> _Document extract_
--- START ---

The Pepper sculpture will be moved to the intersection of Burruss and Norris halls, where it will be visible to a heavy flow of pedestrian traffic. The move is projected to take place by the end of the year, after the sculpture is stripped of the brown paint and sanded. In its new location, a plaque will name the artist and the sculpture.

The next step in the initiative is to acquire and install several pieces of outdoor sculpture. A program request to this end has been submitted for consideration in the next university campaign.

Works of art already owned by Tech have been showcased in the Arts Postcards and Notecards initiative. A series of limited-distribution cards features five images from the university's collection, including the Schoonover painting, a gift from J. Thompson Brown '02; "Pennsylvania Barn" by N.C. Wyeth, donated by Robert C. Dorey Jr. '44; and"je revais (I was dreaming)" by LeCorbusier, purchased by the College of Architecture and Urban Studies.

--- END ---

> _Data section_

--- START ---

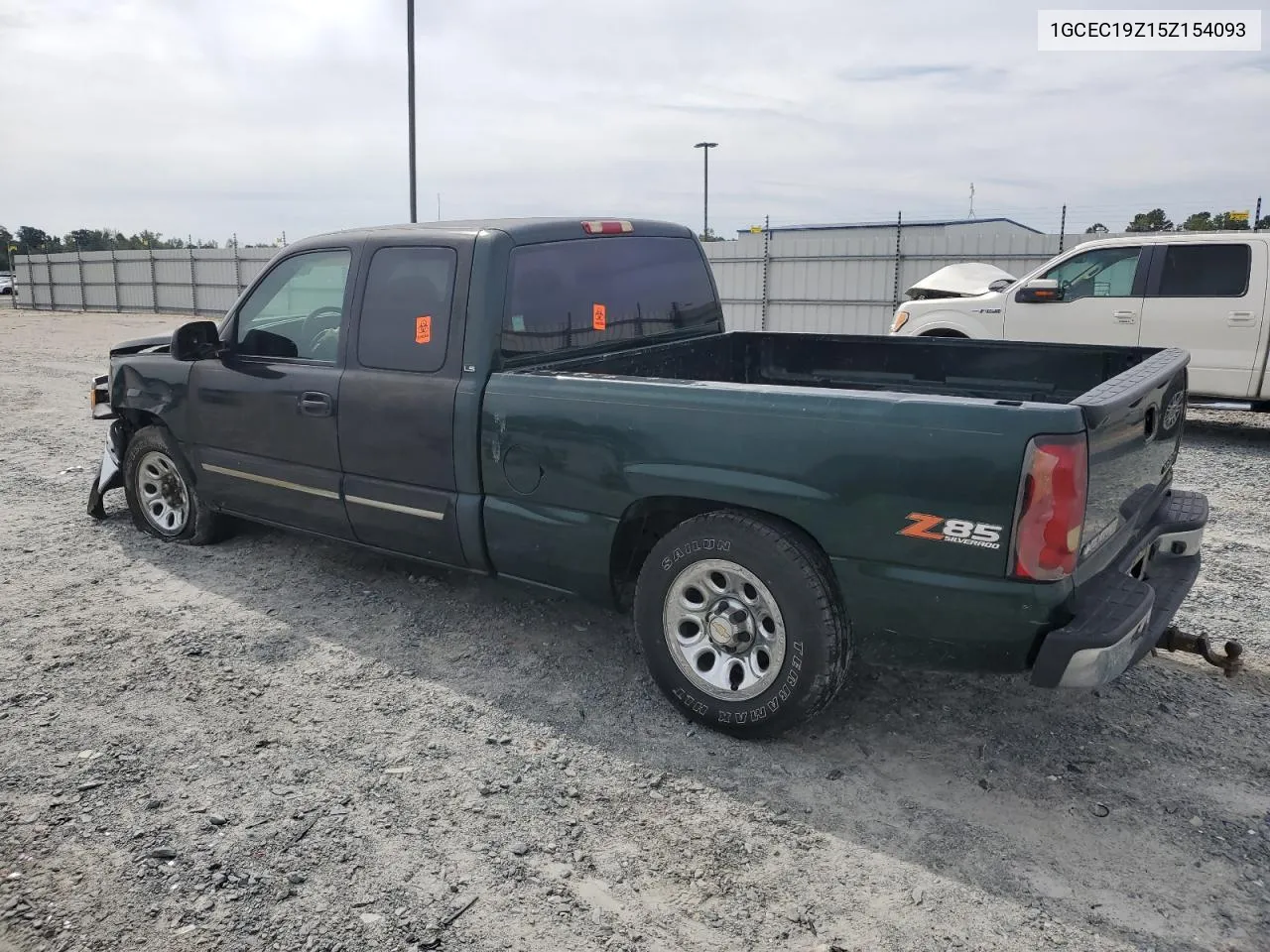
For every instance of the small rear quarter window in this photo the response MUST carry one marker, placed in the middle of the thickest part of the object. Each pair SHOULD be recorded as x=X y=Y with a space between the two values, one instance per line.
x=405 y=309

--- END ---

> _Stated exercise A_
According to the campus art text, where will the Pepper sculpture be moved?
> _Stated exercise B_
Duplicate the campus art text from "Works of art" up to and including "and Urban Studies.".
Rely only on the campus art text.

> _Exercise answer A_
To the intersection of Burruss and Norris halls.

> _Exercise answer B_
Works of art already owned by Tech have been showcased in the Arts Postcards and Notecards initiative. A series of limited-distribution cards features five images from the university's collection, including the Schoonover painting, a gift from J. Thompson Brown '02; "Pennsylvania Barn" by N.C. Wyeth, donated by Robert C. Dorey Jr. '44; and"je revais (I was dreaming)" by LeCorbusier, purchased by the College of Architecture and Urban Studies.